> _Do this_
Please turn the paragraph in the Solo 401(k) text that begins "Pursuant to IRC Section 72(p)" into a short bulleted list that keeps its main facts.

As the name implies, the Solo 401(k) plan is an IRS approved, qualified 401(k) plan designed for a self-employed individual or the sole owner-employee of a corporation. The Solo 401(k) plan is the most popular retirement plan for the self-employed.
With a Solo 401(k) plan, the plan documents dictate the type of options you will have in your plan. For example, with a Self-Directed Solo 401(k) plan , you would be able to take advantage of all available plan options.
For small business owners, the Solo 401(k) and SEP IRA are the two best options. If you have no full-time employees, other than a spouse or partner, the Solo 401(k) is the preferred choice.
Pursuant to IRC Section 72(p), a Solo 401(k) plan loan feature allows one to borrow the lesser of $50,000 or 50% of their account value and use the funds for any purpose. The loan is a five-year loan and payments must be paid quarterly using the “Prime” interest rate, as per the WSJ.
The advantage of making after-tax contributions and employing the “Mega Roth” strategy versus a typical mix of employee deferral and profit sharing contribution is that you can make a dollar for dollar contribution of up to $66,000 or $73,500 for 2023 and convert all the funds to a Roth IRA without tax.
With the Solo 401(k), you can use your retirement funds to make almost any type of alternative asset investment, such as: real estate, investment funds, private businesses, Bitcoin, gold and hard money loans.
Pursuant to IRC 514(c)(9), a Solo 401(k) plan can use a non-recourse loan to buy real estate without triggering the UBTI tax. In other words, a Solo 401(k) plan real estate investor can leverage his or her assets and generate tax-deferred gains without any tax.
The Solo 401(k) plan offers very flexible contribution options, including pre-tax, after-tax, and Roth. In addition, there are many important rules that dictate how one can gain access to funds from a 401k) plan through distribution and/or a tax-free loan.
The Internal Revenue Code does not describe what a Solo 401(k) plan can invest in, only what it cannot invest in. Code Sections 408 & 4975 prohibits Disqualified Persons from engaging in certain types of transactions.
Most Solo 401(k) plan investments are exempt from the Unrelated Business Taxable Income (UBTI) tax. Some examples of exempt type of income include: interest and rental income. However, there are types of income that could subject a Solo 401(k) to the UBTI tax.

> _Material provided_

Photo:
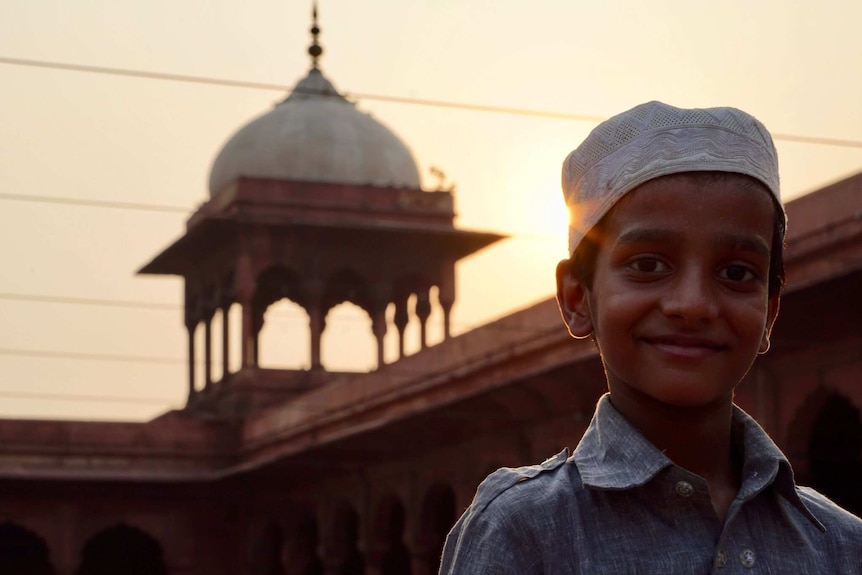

> _Task output_
- Basis: IRC Section 72(p) allows a Solo 401(k) plan loan feature.
- Amount: the lesser of $50,000 or 50% of the account value.
- Use: the funds may be used for any purpose.
- Term: five years.
- Payments: due quarterly.
- Interest: the "Prime" rate, as per the WSJ.